How to complete this task
Give only the number of lines in these records that contain the word "with".

Dataset content
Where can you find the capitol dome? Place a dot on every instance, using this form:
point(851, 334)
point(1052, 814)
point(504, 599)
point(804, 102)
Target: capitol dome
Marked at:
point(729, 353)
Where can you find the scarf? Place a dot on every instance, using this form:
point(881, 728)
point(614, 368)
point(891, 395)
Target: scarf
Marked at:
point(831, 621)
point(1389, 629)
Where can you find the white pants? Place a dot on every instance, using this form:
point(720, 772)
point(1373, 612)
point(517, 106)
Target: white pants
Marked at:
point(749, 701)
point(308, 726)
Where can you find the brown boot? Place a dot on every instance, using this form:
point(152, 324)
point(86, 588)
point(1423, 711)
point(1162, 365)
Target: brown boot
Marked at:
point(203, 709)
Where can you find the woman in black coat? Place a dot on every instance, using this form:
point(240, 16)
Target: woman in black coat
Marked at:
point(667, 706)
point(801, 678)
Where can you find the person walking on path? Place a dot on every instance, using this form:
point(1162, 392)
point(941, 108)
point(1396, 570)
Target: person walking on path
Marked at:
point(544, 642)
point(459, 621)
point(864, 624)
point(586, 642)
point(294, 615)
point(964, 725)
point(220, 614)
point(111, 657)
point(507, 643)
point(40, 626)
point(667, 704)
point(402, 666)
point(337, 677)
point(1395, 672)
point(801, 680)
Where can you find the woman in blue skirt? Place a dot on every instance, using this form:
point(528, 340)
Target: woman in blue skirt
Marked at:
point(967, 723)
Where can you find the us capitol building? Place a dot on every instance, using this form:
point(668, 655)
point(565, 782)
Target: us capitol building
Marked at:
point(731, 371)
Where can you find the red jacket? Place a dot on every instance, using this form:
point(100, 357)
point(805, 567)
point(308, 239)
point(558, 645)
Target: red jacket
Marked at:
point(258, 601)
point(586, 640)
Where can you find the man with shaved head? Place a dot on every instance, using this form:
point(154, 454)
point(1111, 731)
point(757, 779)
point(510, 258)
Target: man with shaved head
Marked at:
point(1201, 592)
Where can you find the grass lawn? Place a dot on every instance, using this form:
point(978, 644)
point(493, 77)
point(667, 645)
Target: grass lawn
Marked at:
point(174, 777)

Answer below
2